» Goal:
Gather every line of the material below that contains the string "tree", treating uppercase and lowercase as different, and copy each of those lines in full.
====== Input rows
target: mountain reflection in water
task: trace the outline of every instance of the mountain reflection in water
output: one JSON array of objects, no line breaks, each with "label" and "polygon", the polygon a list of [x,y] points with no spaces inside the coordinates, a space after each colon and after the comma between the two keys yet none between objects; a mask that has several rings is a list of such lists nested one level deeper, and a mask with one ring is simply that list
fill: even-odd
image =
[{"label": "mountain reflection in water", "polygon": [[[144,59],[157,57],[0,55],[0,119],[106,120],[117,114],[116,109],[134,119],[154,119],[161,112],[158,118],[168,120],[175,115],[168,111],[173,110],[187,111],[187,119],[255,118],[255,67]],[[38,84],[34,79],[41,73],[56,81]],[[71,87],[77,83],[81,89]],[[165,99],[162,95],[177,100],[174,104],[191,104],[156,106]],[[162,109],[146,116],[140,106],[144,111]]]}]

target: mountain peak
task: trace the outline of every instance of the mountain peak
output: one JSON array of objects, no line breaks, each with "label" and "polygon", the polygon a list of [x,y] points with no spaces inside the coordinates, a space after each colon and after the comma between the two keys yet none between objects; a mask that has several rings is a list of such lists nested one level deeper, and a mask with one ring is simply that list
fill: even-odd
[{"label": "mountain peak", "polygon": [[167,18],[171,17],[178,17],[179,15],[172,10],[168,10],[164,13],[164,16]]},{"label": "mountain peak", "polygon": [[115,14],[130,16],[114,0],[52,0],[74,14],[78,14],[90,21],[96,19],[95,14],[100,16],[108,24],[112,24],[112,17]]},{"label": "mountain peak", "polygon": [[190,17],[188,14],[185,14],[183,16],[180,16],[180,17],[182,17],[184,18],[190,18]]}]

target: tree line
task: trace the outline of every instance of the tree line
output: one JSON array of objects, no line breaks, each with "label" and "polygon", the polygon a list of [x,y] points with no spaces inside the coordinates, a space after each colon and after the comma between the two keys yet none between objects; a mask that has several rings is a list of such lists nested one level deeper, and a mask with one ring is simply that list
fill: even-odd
============
====== Input rows
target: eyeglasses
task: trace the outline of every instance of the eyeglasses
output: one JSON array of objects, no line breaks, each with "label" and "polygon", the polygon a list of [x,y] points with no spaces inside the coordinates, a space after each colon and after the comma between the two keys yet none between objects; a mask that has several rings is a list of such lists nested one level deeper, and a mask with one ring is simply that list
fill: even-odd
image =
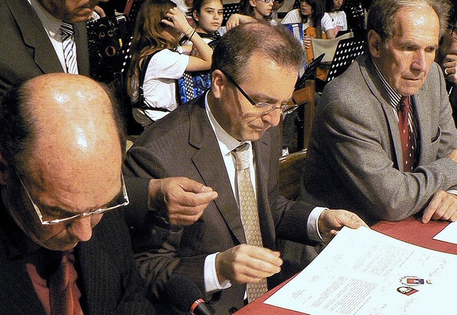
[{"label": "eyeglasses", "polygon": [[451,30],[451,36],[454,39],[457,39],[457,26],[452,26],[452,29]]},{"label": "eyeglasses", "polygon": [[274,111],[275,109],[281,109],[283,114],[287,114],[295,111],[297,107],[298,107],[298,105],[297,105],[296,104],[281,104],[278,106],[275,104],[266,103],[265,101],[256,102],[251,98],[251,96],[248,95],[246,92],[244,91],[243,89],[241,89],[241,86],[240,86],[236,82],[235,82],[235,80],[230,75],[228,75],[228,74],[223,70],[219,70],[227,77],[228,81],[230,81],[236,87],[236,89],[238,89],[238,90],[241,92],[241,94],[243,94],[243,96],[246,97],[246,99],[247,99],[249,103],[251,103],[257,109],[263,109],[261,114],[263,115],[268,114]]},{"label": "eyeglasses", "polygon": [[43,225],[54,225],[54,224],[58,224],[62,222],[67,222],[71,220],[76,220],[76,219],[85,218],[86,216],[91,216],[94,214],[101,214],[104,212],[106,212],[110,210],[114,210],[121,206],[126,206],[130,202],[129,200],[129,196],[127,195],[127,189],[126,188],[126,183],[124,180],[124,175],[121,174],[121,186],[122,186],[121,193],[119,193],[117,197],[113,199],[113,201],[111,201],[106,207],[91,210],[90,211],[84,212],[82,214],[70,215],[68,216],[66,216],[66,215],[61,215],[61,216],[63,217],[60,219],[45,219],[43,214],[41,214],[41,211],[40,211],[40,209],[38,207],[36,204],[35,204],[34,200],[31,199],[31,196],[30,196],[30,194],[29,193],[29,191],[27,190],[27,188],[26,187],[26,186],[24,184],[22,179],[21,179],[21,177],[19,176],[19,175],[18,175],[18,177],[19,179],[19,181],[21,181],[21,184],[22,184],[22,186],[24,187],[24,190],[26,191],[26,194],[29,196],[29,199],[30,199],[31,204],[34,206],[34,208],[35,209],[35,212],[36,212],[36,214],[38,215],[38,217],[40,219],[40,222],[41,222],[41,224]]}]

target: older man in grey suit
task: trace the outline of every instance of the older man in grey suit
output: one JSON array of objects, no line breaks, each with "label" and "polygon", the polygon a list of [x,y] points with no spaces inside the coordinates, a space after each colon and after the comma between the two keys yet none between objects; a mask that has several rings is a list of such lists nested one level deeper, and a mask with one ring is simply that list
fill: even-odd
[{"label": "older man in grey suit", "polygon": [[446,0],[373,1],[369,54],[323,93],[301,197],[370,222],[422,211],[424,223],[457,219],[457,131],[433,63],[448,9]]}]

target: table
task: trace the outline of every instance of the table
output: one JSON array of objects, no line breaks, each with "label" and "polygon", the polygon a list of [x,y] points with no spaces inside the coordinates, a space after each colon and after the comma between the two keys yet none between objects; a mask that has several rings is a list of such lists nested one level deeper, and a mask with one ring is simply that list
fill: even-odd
============
====== Input rows
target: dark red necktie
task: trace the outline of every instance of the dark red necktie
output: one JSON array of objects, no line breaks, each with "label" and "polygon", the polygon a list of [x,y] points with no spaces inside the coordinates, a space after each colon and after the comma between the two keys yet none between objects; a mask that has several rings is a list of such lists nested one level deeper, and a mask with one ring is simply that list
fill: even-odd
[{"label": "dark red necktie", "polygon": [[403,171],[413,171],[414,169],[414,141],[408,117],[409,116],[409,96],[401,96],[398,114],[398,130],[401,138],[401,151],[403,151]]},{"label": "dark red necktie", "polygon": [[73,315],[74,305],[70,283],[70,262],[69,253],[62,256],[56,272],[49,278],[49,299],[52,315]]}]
============
» Complete output:
target: tree line
task: trace the outline of every instance of the tree line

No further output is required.